Exercise goal:
Reproduce the following material exactly, including every line.

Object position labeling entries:
---*---
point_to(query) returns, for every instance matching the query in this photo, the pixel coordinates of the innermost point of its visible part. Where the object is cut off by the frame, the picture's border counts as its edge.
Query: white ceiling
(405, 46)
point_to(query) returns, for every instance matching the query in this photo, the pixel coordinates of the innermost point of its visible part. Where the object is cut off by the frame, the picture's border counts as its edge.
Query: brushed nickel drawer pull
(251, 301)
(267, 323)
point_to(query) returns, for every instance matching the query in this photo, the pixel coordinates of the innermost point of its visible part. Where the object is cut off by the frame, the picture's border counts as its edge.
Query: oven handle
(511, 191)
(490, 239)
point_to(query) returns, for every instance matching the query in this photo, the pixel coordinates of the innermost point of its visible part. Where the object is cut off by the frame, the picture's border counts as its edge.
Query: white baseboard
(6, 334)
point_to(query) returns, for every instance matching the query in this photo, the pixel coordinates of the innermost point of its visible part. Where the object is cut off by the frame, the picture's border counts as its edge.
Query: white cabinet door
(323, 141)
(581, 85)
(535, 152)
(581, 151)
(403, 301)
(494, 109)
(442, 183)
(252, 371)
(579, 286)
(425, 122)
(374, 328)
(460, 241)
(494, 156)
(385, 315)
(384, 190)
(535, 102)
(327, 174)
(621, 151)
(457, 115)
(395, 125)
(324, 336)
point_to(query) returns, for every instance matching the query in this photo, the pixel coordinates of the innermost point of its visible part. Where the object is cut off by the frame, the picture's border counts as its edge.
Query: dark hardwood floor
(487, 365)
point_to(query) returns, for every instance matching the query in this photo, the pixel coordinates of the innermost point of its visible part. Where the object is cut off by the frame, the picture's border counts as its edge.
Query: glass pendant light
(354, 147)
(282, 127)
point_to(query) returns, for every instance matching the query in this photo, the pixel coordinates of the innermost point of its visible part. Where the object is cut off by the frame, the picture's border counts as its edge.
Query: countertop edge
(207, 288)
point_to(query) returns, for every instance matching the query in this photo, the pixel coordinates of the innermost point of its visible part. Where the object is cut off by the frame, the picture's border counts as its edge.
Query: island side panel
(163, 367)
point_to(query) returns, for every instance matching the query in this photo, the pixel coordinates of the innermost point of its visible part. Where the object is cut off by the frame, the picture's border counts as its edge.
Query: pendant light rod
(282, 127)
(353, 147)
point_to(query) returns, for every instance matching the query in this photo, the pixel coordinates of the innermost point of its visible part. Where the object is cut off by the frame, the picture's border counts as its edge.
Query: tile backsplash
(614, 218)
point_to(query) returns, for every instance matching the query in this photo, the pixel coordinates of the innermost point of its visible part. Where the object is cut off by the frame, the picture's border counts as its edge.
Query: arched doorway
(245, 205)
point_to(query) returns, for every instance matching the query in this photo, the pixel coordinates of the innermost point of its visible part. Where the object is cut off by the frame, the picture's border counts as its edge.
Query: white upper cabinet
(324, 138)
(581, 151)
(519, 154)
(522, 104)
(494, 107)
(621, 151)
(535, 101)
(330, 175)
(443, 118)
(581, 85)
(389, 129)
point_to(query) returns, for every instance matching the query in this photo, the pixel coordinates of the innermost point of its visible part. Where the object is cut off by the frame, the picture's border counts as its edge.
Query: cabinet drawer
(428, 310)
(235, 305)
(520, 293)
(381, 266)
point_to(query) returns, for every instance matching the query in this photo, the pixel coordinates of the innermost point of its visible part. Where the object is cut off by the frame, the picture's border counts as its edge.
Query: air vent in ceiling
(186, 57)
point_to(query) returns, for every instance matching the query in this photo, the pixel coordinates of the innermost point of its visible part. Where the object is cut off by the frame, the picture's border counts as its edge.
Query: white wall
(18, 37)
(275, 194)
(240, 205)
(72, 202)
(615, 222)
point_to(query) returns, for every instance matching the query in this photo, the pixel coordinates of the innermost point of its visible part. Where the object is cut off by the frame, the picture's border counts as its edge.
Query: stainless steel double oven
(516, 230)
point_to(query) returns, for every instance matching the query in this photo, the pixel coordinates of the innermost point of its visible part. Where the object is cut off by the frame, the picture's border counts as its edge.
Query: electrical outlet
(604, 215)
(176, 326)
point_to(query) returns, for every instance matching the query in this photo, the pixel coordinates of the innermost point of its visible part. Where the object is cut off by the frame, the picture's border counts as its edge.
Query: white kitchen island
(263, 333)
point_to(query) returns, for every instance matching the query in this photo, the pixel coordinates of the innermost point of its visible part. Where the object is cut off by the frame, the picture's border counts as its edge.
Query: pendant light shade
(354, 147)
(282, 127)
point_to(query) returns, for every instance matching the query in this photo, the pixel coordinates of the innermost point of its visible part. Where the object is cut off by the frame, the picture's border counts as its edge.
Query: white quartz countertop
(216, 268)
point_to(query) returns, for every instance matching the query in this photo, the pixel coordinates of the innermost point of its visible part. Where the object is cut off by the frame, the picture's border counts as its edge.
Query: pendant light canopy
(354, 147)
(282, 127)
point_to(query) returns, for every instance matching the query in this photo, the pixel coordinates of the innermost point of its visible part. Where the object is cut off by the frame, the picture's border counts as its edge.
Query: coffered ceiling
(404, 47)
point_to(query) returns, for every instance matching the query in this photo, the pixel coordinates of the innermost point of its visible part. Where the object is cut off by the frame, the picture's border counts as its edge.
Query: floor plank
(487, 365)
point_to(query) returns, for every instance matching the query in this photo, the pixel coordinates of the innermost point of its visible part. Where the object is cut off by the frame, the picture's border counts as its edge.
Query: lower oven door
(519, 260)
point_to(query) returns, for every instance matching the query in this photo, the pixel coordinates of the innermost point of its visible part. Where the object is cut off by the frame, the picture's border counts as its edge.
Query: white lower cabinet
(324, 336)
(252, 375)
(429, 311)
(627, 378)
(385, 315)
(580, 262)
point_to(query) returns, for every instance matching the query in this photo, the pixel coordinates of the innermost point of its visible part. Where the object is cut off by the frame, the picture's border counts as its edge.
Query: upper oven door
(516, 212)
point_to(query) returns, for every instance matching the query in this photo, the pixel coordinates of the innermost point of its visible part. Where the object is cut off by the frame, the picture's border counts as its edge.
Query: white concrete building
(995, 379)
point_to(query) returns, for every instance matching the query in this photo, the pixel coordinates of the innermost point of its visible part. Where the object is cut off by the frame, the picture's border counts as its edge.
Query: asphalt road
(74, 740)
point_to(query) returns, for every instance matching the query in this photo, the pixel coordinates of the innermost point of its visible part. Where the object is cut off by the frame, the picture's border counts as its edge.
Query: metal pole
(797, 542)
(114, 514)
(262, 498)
---*---
Solution:
point_to(query) returns, for every instance matching the query in this photo, the pixel coordinates of the innermost point of its visible part. Where the object is cut off by the frame, the picture's border counts as its edge.
Query: white ceiling
(405, 46)
point_to(query) returns, for every instance matching the query in this photo, the pixel coordinates of the innermost point of its visible part. Where the object is cut off by the frame, the picture's border counts as its edge.
Query: brushed nickel drawer pull
(251, 301)
(267, 323)
point_to(query) returns, for every instance matching the query in this photo, the pixel coordinates of the innermost point of its visible part. Where the object is cut off by the frame, the picture's border counts as its edge.
Query: oven handle
(511, 191)
(490, 239)
point_to(query) returns, for every instance matching the query in this photo, the pixel coordinates of the innermost point of its visible part. Where the object is cut off by the frame, the picture's border counts as its edge.
Query: white baseboard
(6, 334)
point_to(query) returns, for every instance matching the query in this photo, the pixel coordinates of the innermost point of its visible part. Where the object is cut off by the frame, the picture's border counts as its edge.
Query: white cabinet door
(323, 141)
(581, 85)
(535, 152)
(581, 151)
(403, 301)
(494, 109)
(442, 183)
(252, 371)
(579, 286)
(425, 122)
(374, 328)
(460, 241)
(494, 156)
(385, 315)
(384, 190)
(535, 102)
(327, 174)
(621, 151)
(457, 115)
(395, 125)
(324, 336)
point_to(query) returns, for every instance matching the query in this photo, the pixel coordinates of the innermost point of its visible part. Where the object is cut off by the frame, the picture's border counts as its edge.
Query: dark hardwood floor
(487, 365)
point_to(query) returns, for every instance matching the query in this photo, the pixel coordinates of the innermost point of its visible part. Where the object is cut off by the frame, the picture's border counts as its edge.
Query: glass pendant light
(354, 147)
(282, 127)
point_to(query) returns, for every instance matching the query in this photo, the pixel coordinates of the innermost point of its visible part. Where the object is cut off by the frame, the picture's border counts as its edge.
Query: countertop edge
(207, 288)
point_to(query) returns, for every instance matching the query in this photo, the pixel coordinates of the innermost point of its visible part. Where the object is cut off by the frame, the picture's border counts as its edge.
Query: island side panel
(163, 367)
point_to(query) returns, for every instance matching the query in this photo, the pixel coordinates of the innermost point of its visible part. Where the object is cut off by the frame, the picture's border counts as its edge.
Query: pendant light rod
(282, 127)
(353, 147)
point_to(query) returns, for every instance matching the query in this photo, the pixel coordinates of the innermost point of its visible part. Where the object is cut off by the frame, the picture's border counts as its edge.
Query: tile backsplash
(614, 218)
point_to(query) returns, for every instance matching the query in this photo, the pixel coordinates of the innermost point of its visible part. Where the object is cut off by the frame, the picture's border counts as its edge.
Query: arched doorway
(245, 205)
point_to(query) returns, for every instance matching the query in this photo, the pixel coordinates of the innermost point of its visible part. Where the object is cut off by the frame, the picture's border counts as its edge.
Query: white upper cabinet
(324, 138)
(581, 151)
(519, 154)
(522, 104)
(494, 107)
(621, 151)
(535, 101)
(330, 175)
(443, 118)
(581, 85)
(389, 129)
point_to(query) returns, for every instance matching the query in this photo, the pixel coordinates of the innermost point of its visible part. Where the object is cut off by the frame, the picture's border counts as its edge.
Query: cabinet drawer
(428, 310)
(235, 305)
(520, 293)
(381, 266)
point_to(query) returns, for every instance matching the query in this photo, the pixel coordinates of the innermost point of its visible part. Where the object is cut off by the frame, the picture's border counts as its edge.
Query: air vent in ceiling
(186, 57)
point_to(query) returns, for every instance matching the query in this photo, the pixel coordinates of the innermost point of its visible part. Where the object is cut off by the frame, the picture's border counts as its edge.
Query: white wall
(18, 37)
(275, 194)
(240, 205)
(72, 202)
(615, 222)
point_to(query) returns, for every instance matching the query in this photo, the pixel coordinates of the innermost point of its visible part. Where the object is cut off by the frame, the picture's border counts as its edge.
Query: stainless steel double oven
(516, 230)
point_to(query) returns, for every instance matching the query in this photo, the pixel coordinates of the innermost point of its visible part. Where the object is cut off by the frame, the picture's border counts as its edge.
Query: electrical outlet
(604, 215)
(176, 326)
point_to(query) returns, for every instance matching the query in this photo, the pixel coordinates of the innermost point of its visible part. Where the object is cut off by the frame, the picture's border counts as its edge.
Query: white kitchen island
(263, 333)
point_to(query) returns, for every instance matching the query in this photo, the pixel coordinates of the innermost point of its visible part. Where the object is cut off by the frame, the picture's border counts as its edge.
Query: pendant light shade
(354, 147)
(282, 127)
point_to(query) returns, for every instance matching the query in this photo, the pixel coordinates of the innermost point of its visible part. Where the object is cut off by the frame, the picture's border counts as its edge.
Query: white quartz countertop
(216, 268)
point_to(query) returns, for every instance matching the query in this photo, the pixel coordinates of the innermost point of its visible part. Where the object is cut off by the frame, the picture's border counts as its edge.
Query: pendant light canopy
(354, 147)
(282, 127)
point_to(query) returns, for every instance matching the query in this photo, the pixel coordinates of the innermost point of its visible part. Where the object is cut off by the frame, the picture's border counts as its edge.
Query: coffered ceiling
(404, 47)
point_to(query) returns, for every instance matching the query in this photo, the pixel coordinates of the innermost point of its visible part. Where the object is cut off by the frame, the picture's border counts as its edge.
Query: floor plank
(487, 365)
point_to(query) returns, for every instance matching the query in this photo, the pixel coordinates of the innermost point of its visible part. Where the object is cut off by the frame, the picture's border counts as its edge.
Query: lower oven door
(519, 260)
point_to(query) returns, for every instance matching the query in this photo, the pixel coordinates of the innermost point of its visible part. Where the object is cut off by the frame, the picture's border counts as its edge.
Query: white lower cabinet
(324, 336)
(252, 375)
(429, 311)
(627, 378)
(385, 315)
(580, 262)
point_to(query) returns, for every instance matching the query in this photo, the pixel coordinates of the innermost point of its visible part. Where the object is cut off by the frame, the picture's border counts as its edge.
Query: upper oven door
(516, 212)
point_to(query) returns, for every instance matching the query in this photo, the pixel coordinates of the innermost point of its visible part. Where the object is cut off by the frame, the picture's border counts as its edge.
Query: white concrete building
(995, 379)
point_to(query) returns, for every instance matching the query in this photo, the pixel coordinates of the innermost point of its visible part. Where the object is cut off by the frame, the picture's border counts as its edge.
Query: asphalt road
(74, 740)
point_to(query) returns, for every instance matching the query in this photo, the pixel coordinates of the innermost point of its visible part. Where the object is cut off by the frame, the picture's border counts as its edge.
Query: metal pole
(797, 542)
(114, 514)
(262, 498)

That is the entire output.